[start of Selected excerpt]

The , also known as the Great Council of State, was (i) (Daijō-kan) the highest organ of Japan's premodern Imperial government under the Ritsuryō legal system during and after the Nara period or (ii) (Dajō-kan) the highest organ of Japan's government briefly restored to power after the Meiji Restoration, which was replaced by the Cabinet.

It was consolidated in the Taihō Code of 702. The Asuka Kiyomihara Code of 689 marks the initial appearance of this central administrative body composed of the three ministers—the Daijō-daijin (Chancellor), the Sadaijin (Minister of the Left) and the Udaijin (Minister of the Right).

The Imperial governing structure was headed by the Daijō-kan.  This council and its subsidiary ministries handled all secular administrative affairs of the country, while the Jingi-kan or Department of Worship, oversaw all matters regarding Shintō ritual, clergy, and shrines.

This structured organization gradually lost power over the course of the 10th and 11th centuries, as the Fujiwara clan, dominating the post of Imperial regent, began to dominate the Daijō-kan as well. It became increasingly common for the regent to hold the post of chancellor or other office simultaneously. By the 12th century, the council was essentially powerless as a separate entity, though it seems clear that the system was never formally dismantled. Over the course of centuries, the ritsuryō state produced more and more information which was carefully archived; however, with the passage of time in the Heian period, ritsuryō institutions evolved into a political and cultural system without feedback.

[end of Selected excerpt]
[start of Rows]

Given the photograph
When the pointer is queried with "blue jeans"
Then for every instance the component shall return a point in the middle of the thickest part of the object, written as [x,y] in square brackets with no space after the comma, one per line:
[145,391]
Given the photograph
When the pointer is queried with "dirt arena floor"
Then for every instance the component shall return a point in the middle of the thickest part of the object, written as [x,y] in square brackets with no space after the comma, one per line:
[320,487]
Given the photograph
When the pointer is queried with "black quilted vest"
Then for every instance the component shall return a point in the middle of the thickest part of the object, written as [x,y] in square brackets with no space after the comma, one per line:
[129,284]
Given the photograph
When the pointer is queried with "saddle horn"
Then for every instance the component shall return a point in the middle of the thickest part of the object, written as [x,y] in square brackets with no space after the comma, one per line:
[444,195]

[end of Rows]

Reproduce the part of the passage on the Daijō-kan that begins at the words "The Imperial governing" and stops after "clergy, and shrines.". None of the rows are needed here.

Full solution =
The Imperial governing structure was headed by the Daijō-kan.  This council and its subsidiary ministries handled all secular administrative affairs of the country, while the Jingi-kan or Department of Worship, oversaw all matters regarding Shintō ritual, clergy, and shrines.